### Source data
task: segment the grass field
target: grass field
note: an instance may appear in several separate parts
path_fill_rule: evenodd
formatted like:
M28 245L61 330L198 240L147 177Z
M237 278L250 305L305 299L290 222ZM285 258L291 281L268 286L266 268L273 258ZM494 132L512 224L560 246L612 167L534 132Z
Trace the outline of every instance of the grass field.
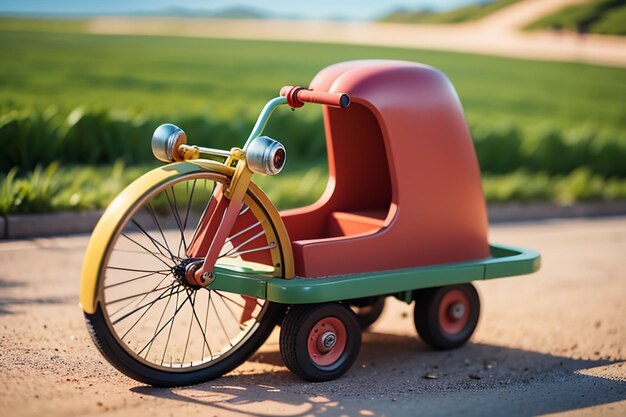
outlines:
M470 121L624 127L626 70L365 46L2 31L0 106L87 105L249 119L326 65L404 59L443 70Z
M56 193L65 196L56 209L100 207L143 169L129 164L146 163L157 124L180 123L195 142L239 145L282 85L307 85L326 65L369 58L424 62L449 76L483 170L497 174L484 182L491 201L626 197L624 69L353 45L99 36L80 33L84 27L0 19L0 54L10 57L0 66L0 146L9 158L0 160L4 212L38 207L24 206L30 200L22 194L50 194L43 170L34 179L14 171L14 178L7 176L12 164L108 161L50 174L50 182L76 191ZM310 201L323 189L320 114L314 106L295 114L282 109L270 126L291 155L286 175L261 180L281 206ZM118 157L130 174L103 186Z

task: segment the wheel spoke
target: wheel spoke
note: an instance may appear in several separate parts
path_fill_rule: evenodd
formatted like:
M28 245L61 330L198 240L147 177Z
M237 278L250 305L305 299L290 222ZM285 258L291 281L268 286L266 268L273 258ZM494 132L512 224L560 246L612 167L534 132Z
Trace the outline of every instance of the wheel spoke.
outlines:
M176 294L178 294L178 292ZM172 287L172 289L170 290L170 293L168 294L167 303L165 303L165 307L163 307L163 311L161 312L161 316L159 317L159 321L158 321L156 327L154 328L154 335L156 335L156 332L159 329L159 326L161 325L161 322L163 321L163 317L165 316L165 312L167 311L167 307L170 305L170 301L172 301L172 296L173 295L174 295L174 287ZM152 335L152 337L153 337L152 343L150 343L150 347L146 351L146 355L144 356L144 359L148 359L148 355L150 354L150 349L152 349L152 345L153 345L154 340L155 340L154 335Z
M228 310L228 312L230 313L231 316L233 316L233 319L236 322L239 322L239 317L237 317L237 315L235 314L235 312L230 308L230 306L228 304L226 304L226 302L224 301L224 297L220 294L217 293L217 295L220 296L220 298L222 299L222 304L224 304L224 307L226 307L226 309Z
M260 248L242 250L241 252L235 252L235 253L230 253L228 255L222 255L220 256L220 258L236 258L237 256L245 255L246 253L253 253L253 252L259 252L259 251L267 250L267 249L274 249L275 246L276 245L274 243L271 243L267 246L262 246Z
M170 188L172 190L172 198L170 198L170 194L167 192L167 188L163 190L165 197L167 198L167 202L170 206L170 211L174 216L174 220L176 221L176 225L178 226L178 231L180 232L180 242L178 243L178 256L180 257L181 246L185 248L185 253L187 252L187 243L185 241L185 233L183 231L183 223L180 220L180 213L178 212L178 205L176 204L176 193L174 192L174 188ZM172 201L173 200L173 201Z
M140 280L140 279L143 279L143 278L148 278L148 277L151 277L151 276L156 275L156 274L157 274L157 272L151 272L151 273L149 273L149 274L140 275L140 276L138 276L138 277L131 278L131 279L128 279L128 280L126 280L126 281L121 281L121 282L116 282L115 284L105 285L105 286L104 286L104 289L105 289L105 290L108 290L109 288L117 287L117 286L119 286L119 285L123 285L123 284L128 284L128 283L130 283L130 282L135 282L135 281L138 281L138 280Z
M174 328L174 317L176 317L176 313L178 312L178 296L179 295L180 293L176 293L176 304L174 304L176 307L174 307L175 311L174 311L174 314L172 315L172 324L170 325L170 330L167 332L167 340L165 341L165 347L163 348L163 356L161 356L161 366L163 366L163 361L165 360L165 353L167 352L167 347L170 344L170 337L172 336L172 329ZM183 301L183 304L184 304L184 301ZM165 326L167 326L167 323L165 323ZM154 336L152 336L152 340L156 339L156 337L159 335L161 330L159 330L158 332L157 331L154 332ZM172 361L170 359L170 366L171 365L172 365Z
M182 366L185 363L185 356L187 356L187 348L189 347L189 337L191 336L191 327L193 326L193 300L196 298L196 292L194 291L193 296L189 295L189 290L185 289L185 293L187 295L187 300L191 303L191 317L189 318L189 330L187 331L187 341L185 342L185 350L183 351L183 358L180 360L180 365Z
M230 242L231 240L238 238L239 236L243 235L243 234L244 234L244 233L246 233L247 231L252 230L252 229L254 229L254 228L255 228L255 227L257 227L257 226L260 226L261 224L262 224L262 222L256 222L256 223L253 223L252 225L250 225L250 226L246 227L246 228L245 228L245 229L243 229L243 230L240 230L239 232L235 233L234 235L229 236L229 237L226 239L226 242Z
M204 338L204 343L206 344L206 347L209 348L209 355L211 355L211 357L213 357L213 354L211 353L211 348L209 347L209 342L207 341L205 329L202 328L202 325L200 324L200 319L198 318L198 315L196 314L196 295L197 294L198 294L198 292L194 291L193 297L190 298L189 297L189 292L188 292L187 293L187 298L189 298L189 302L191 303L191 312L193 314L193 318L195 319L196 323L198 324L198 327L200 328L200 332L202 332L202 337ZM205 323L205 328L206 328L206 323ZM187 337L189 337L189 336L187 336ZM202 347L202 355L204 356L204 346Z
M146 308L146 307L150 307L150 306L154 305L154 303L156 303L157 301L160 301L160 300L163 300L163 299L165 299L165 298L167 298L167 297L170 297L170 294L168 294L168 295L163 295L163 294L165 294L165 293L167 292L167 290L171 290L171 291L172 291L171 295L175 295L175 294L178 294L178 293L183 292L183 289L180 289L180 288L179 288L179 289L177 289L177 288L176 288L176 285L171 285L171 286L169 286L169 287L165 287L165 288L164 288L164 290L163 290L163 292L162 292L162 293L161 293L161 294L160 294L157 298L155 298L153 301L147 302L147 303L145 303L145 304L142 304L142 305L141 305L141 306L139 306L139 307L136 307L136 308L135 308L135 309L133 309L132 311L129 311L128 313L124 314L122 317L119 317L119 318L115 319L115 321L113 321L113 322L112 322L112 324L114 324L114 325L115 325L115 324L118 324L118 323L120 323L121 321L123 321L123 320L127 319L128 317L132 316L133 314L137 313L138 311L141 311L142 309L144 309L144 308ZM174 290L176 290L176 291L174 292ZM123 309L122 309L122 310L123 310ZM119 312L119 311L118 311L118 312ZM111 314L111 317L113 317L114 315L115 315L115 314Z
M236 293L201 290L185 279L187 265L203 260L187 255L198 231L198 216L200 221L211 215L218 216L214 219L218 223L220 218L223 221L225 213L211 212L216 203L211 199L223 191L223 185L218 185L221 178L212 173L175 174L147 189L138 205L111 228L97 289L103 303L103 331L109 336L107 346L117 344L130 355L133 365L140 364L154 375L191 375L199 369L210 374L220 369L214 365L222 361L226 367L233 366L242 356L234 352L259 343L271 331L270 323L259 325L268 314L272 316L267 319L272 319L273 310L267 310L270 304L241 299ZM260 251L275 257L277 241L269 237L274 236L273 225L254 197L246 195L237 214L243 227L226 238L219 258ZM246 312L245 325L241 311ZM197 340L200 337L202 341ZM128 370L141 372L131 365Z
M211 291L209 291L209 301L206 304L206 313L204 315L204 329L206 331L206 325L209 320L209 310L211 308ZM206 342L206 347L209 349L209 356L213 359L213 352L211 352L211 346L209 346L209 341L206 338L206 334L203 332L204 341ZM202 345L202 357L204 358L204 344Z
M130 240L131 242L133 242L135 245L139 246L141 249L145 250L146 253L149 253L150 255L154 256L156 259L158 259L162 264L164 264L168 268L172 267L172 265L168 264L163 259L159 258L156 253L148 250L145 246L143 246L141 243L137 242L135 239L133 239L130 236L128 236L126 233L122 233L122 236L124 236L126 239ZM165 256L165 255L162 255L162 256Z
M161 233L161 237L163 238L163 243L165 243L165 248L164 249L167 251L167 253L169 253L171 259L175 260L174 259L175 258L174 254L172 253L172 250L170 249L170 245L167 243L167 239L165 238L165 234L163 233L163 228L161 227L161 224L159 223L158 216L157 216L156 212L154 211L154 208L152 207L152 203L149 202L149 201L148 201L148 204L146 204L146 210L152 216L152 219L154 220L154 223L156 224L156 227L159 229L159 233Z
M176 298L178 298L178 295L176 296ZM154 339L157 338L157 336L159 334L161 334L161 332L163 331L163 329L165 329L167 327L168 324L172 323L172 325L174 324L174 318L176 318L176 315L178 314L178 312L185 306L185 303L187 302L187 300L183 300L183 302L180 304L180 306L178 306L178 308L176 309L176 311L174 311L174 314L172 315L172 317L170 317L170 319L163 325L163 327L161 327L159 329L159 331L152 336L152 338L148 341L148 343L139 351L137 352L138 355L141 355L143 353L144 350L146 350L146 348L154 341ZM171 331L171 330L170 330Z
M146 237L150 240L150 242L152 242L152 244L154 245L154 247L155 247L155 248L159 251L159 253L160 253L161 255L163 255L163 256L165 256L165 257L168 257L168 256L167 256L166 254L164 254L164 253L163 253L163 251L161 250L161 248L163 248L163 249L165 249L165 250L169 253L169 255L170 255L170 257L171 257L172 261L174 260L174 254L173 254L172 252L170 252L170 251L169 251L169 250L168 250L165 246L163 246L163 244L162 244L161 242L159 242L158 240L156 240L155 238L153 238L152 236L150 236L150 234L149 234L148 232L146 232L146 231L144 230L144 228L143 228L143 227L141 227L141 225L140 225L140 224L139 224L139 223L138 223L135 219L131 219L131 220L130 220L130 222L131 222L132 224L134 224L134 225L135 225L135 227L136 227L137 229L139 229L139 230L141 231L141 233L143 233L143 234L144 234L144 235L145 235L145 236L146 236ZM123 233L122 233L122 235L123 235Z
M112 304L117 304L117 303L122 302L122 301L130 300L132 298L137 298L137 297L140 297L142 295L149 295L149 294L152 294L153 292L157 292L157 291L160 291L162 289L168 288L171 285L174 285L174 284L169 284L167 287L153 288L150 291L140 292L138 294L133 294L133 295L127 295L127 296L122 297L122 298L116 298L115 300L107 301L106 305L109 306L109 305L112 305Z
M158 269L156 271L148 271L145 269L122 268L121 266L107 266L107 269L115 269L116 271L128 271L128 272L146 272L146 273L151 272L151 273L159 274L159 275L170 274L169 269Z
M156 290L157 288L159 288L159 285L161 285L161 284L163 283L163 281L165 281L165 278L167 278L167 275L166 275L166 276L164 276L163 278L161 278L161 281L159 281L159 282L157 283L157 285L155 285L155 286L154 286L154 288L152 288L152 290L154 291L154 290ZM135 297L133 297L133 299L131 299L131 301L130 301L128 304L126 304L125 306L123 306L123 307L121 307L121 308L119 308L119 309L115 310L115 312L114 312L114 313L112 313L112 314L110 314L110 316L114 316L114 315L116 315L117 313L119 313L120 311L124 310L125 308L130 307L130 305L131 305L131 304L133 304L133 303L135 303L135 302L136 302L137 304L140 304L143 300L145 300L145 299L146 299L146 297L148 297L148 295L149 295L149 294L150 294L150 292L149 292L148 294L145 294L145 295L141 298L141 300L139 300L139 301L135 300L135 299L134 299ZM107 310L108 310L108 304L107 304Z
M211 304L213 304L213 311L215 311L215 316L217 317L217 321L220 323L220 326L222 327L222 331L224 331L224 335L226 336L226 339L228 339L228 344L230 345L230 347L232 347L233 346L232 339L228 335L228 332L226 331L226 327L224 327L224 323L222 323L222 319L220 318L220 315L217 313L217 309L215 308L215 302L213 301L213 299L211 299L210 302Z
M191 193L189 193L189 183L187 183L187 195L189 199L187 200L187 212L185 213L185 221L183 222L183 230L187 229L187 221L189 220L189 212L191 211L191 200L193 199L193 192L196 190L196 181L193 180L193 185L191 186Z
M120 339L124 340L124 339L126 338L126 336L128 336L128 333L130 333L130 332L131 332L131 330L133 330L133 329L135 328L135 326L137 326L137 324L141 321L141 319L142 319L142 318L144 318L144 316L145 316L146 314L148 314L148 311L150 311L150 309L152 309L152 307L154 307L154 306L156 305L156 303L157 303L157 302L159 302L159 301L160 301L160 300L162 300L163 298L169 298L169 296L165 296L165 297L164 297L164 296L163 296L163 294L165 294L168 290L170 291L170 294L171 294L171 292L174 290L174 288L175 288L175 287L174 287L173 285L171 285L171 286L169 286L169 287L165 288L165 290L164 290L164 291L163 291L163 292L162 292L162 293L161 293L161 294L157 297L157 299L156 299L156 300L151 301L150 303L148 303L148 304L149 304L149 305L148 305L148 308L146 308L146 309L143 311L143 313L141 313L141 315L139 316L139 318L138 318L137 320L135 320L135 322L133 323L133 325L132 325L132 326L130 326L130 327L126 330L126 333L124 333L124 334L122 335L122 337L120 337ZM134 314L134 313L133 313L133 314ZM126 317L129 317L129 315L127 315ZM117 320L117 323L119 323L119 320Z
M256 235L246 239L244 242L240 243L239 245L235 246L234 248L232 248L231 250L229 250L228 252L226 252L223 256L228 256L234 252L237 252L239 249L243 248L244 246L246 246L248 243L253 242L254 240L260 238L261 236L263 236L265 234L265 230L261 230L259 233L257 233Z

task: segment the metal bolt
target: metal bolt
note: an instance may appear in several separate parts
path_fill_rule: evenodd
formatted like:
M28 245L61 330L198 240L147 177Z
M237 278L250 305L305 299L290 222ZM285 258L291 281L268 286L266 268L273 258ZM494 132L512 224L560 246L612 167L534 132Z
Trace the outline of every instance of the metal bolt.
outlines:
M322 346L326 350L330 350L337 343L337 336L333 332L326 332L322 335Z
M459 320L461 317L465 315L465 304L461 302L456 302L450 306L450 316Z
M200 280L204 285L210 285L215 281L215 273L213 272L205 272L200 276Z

### What the task requires
Pick out each line above that includes "every" and show it.

### Expected answer
Trace the outline of every instance of the grass field.
Trace the outline of every instance of the wheel spoke.
Trace the outline of every instance of the metal bolt.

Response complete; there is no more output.